* [Ketentuan Latihan]: Menurut teks tentang tahlilan, dari mana asal adat istiadat tahlilan?

Seperti yang kita ketahui
bahwa tahlilan atau peringatan kematian yang biasanya pada 7 harian, hari ke
40, 100, dst merupakan adat istiadat yang sudah begitu kuat mengakar dalam
masyarakat.
Adat istiadat ini berasal
dari adopsi ajaran/kepercayaan hindu saat zaman wali songo dulu. apakah
tahlilan ini termasuk hal yg bathil? ada yang mengatakan bahwa tahlilan ini
termasuk syirik dengan alasan karena berasal dari ajaran/kepercayaan agama
lain, apakah benar termasuk syirik?
Ada juga pendapat bahwa
nasi/makanan yang disediakan oleh keluarga yang meninggal saat tahlilan itu
haram hukumnya, benarkah hal ini? setau saya tujuannya adalah shadaqah
untuk mayit saya sebenarnya tidak mendukung tahlilan ini, tapi jika ada
keluarga saya yang melaksanakannya, bagaimana sebaiknya sikap kita?
apakah tetap membantu?
Atau tidak mau membantu dan
tdk ikut sama sekali dengan alasan ta'awanu 'alal birri wattaqwa wala ta'awanu
'alal ismi wal 'udwan.

* [Data Hasil Ekstraksi]:
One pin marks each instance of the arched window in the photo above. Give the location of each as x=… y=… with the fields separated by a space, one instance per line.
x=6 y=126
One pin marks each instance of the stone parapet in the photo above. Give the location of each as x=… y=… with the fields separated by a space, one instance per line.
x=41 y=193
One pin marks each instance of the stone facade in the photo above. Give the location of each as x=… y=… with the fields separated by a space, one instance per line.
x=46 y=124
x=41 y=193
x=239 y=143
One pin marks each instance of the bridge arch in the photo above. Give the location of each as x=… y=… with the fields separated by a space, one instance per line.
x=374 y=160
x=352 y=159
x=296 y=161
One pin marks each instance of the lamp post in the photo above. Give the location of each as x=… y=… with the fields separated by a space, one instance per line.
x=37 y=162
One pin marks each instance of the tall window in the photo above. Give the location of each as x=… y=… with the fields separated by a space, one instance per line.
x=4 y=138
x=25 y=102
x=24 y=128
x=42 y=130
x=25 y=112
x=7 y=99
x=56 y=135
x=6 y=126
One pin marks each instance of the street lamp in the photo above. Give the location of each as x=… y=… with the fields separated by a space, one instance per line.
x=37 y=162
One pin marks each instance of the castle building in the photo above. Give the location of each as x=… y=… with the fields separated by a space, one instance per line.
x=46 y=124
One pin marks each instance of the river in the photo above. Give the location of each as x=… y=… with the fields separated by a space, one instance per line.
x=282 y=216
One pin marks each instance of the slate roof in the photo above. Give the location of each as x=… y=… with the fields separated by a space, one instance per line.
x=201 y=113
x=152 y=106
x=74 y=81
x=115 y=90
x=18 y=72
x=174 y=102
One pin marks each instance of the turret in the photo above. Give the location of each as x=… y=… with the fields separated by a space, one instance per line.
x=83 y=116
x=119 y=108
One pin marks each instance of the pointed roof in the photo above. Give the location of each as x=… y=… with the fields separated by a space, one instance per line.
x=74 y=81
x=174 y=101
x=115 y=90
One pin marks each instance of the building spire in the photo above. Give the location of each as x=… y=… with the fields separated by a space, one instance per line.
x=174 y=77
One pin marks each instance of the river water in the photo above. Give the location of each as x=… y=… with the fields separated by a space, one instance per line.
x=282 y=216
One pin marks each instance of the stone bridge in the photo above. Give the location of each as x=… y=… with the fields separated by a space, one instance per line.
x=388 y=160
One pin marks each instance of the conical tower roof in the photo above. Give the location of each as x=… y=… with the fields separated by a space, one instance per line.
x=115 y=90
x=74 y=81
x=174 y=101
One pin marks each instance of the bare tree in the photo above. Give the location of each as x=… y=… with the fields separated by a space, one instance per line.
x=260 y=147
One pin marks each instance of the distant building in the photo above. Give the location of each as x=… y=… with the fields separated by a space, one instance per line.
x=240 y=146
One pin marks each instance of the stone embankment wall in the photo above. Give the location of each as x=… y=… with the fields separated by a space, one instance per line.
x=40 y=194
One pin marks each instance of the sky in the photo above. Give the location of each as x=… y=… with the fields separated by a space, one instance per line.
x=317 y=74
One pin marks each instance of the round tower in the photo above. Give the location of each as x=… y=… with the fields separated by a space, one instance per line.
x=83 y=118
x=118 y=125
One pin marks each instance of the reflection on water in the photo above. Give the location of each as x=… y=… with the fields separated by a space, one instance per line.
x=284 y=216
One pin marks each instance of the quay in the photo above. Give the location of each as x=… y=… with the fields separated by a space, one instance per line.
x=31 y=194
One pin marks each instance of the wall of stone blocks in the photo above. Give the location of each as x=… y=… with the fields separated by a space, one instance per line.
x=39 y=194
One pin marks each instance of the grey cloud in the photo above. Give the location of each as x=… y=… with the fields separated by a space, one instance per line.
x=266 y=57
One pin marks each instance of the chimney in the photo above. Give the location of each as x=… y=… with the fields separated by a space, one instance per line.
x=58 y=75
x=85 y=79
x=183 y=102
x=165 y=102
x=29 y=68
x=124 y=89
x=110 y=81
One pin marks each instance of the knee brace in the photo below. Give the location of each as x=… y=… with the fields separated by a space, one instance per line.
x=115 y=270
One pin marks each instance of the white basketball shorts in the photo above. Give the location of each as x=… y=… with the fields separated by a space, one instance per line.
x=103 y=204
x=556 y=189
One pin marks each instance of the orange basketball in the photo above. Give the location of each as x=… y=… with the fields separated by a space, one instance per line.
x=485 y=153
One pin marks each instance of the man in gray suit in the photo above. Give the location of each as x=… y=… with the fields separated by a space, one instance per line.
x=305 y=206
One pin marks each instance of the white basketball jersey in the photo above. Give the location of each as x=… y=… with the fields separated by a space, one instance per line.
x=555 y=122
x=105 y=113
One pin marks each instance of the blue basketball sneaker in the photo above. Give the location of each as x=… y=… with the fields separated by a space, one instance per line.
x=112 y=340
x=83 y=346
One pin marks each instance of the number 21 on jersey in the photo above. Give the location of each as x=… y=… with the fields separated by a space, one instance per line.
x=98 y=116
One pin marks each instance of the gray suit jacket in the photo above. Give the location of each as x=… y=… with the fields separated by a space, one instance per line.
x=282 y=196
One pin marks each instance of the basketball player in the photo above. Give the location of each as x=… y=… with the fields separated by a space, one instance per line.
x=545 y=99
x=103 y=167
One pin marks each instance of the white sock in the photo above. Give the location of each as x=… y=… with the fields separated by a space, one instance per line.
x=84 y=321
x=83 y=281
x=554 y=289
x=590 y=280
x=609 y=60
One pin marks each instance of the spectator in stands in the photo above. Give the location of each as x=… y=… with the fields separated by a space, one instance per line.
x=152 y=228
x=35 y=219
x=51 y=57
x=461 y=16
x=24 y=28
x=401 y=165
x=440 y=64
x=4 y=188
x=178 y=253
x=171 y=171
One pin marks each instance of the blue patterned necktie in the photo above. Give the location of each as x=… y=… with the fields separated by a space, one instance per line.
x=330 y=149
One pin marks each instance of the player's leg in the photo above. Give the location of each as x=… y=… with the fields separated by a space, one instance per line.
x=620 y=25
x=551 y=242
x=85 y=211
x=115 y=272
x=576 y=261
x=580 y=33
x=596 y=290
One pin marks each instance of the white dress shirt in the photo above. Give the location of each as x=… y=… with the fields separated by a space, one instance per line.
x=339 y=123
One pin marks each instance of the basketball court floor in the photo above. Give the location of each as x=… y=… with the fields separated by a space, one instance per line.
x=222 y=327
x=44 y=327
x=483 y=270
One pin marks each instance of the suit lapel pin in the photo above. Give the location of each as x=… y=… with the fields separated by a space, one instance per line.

* [Jawaban Tugas]: Dari adopsi ajaran/kepercayaan Hindu pada zaman Wali Songo.